**TEXT UNDER STUDY:**
=== Begin Enclosure ===
Mike: I feel like I’m still just at the start of that growth. I’ve always liked writing and I have worked as a journalist and in research communication, but it is only recently that I’ve really started to understand the craft. I’ve written a non-fiction book with narrative form but my goal is to write fiction.
AI: You have dabbled in art too. What made you foray into that field? Do you have any formal training?
Mike: From a very young age, I’ve always liked drawing. I’ve had no training and it has always been for my own entertainment than anything else.There’s so much freedom in a blank page and a sharp pencil.
AI: Do you follow any particular style to create illustrations? Any particular medium you prefer?
Mike: I usually use 0.1 and 0.3 millimetre black pens and a lot of dots. I am going to start painting this year. It is time for some colour.
AI: What do you think about art for conservation?
Mike: Like all art, some of it is good and some of it is bad, by which I mean some of it evokes an emotional response that is positive and some of it fails to make a mark or even has a negative overall impact on those who view it. Often it is a fine balance. I liked Ralph Steadman’s new paintings of endangered animals in the book Critical Critters. His ink and paint spatters communicate the violence that threatens to overwhelm them.
AI: When you started on art and illustrations for conservation was it a love for artistic expression, or was it more of a visual tool to create awareness and change?
Mike: I have mostly done illustrations to accompany educational material, and more recently for books, but the impetus has always been drawing for the pleasure of it.
AI: Would you please share your views on how your artistic expressions and your deep interest in conservation have emerged?
Mike: I’m interested in conservation, but far from certain what I think about it. I am still looking for answers to my questions about nature and our place in it.
AI: Do you think art and science complement or do the two areas compete against each other?
Mike: Art and science are both forms of magic born of human ingenuity. They are siblings. There is much science in art and science would not be what it is without an abundance of creativity. They can be complementary forces, as when scientists and artists meet and collaborate to communicate. There’s no good reason to force them into opposition.
AI: There seems to be a wide communication gap between scientists and general public. What do you think is the reason for this? Do you have any thoughts as to how this awning gap can be bridged across?
=== End Enclosure ===
**YOUR TASKS:**
a – In the interview with Mike, which pens does he say he usually uses for his drawings?
b – Carry on the interview with Mike from the point where it stops.

Collected data:
=== Begin Enclosure ===
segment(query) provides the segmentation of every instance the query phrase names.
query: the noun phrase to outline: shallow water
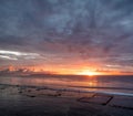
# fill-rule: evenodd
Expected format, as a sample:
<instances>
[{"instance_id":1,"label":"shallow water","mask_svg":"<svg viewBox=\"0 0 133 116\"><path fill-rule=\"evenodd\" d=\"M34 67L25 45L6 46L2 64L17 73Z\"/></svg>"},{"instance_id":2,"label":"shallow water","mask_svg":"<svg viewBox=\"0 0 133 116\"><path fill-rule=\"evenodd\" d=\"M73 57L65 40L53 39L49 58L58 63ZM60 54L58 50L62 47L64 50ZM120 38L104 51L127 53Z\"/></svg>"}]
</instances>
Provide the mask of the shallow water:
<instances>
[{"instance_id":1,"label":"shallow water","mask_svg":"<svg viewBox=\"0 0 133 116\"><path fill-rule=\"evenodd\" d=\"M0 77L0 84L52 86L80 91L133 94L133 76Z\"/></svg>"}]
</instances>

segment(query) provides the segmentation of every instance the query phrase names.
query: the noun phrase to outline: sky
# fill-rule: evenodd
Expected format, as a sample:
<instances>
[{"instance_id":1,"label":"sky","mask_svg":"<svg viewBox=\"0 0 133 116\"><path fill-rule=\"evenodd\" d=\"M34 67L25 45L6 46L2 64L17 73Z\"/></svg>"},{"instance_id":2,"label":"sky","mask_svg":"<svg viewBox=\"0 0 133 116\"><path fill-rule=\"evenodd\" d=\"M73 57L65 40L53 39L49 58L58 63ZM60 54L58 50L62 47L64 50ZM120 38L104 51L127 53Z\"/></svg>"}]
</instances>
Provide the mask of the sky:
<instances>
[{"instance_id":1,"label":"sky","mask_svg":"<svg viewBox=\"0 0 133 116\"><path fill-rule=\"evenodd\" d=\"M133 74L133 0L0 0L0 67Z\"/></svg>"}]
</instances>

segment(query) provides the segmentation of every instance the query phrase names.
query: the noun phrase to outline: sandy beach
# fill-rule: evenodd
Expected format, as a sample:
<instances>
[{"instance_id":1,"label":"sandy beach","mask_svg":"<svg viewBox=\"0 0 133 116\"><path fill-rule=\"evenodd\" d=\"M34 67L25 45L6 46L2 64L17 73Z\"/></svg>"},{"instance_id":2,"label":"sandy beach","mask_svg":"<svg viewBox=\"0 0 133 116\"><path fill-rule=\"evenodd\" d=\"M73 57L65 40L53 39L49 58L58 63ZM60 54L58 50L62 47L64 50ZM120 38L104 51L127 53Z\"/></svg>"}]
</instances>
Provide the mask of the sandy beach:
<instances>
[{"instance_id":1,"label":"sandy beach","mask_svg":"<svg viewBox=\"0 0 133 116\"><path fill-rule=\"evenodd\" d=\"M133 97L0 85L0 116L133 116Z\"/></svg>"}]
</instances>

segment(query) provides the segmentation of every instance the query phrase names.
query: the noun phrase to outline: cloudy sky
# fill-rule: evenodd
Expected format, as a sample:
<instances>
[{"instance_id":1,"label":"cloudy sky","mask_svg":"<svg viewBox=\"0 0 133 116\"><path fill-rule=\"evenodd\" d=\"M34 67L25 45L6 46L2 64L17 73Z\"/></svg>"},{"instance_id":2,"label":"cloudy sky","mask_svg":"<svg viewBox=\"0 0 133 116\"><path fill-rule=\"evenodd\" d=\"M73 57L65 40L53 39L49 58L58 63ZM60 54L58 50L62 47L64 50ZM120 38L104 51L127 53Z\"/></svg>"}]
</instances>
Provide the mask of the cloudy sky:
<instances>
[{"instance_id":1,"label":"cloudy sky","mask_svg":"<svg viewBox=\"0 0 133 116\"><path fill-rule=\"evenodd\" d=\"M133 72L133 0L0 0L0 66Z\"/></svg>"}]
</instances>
=== End Enclosure ===
**EXPECTED OUTPUTS:**
a – He usually uses 0.1 and 0.3 millimeter black pens.

b –
Mike: Science is for everyone, but I think people are often led to believe that science is only for a minority and is too complex for everyone to understand. Scientists get criticised for how they communicate but we can’t expect them all to excel at it. That’s why intermediaries are so important – teachers, journalists, artists and others.
AI: Are there any particular stories/anecdotes/ philosophy/ advice that you would like to share with us?
Mike: Ecology teaches us that everything is connected, and that the relationships among things matter as much as, if not more than, the things themselves.
AI: Your thoughts on your collaboration with Artecology on the ‘How to be a fig? – movement performance project?
Mike: It is a huge honour to have inspired such a creative idea. I’ve seen some photos of some of the work in progress and I can’t wait to see how the performance turns out. The figs are such amazing lifeforms, in terms of their biology, their appearance and their importance to ecology and to diverse cultures. I think it is great that Artecology in collaboration with Veena Basavarajaiah will be using moving human bodies to portray the fig trees and some of their story, and especially great that this will be for an audience of scientists. And I love that the title of the piece “How to be a fig” is the same as that of a classic research paper published in 1979 by tropical ecological Daniel Janzen.
Mike’s book was published in 2016 as “Gods, Wasps, and Stranglers: The Secret History and Redemptive Future of Fig Trees” in North America, and as “Ladders To Heaven: How fig trees shaped our history, fed our imaginations and can enrich our future“ in Europe.